[TASK OBJECTIVE]
Nothing but the line with "Mark the second" and the lines after it, through the end of the records below, is to be repeated, exactly as it is.

[RECORD SET]
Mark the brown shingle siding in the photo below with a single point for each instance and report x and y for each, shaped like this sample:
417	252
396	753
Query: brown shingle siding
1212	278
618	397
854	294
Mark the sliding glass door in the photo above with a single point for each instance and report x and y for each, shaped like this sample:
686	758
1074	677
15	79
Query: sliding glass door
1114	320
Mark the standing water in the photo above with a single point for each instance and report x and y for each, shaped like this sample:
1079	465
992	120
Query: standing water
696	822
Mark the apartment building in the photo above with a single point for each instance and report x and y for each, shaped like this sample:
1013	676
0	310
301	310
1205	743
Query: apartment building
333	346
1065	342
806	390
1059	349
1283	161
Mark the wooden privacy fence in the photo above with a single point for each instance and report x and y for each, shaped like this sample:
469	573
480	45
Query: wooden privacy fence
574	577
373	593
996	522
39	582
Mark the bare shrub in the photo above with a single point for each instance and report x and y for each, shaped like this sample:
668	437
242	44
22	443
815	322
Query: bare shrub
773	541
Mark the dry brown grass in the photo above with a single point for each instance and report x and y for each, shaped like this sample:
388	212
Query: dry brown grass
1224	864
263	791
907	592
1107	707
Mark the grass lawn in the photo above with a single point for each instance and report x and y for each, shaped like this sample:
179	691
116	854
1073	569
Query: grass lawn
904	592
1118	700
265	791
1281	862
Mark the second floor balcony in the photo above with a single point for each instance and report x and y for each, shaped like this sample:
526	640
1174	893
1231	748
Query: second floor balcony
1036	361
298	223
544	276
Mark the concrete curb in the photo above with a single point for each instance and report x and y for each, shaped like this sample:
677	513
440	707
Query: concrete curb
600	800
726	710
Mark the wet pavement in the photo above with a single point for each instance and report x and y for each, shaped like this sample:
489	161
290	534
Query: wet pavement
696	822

[RESULT OF THE TASK]
Mark the second floor balcony in the photo above with a single point for each instance and report x and y for each, shaped like this sample:
526	640
1174	893
1231	748
Query: second floor balcony
1036	361
298	223
544	276
Mark the concrete curb in the photo above with a single point for each instance and report x and y for each, shaped like this sample:
677	513
440	707
Query: concrete curb
600	800
726	710
Mark the wet pavement in the photo above with a single point for each instance and report x and y for each, shaped like this sample:
489	161
290	534
Query: wet pavement
696	822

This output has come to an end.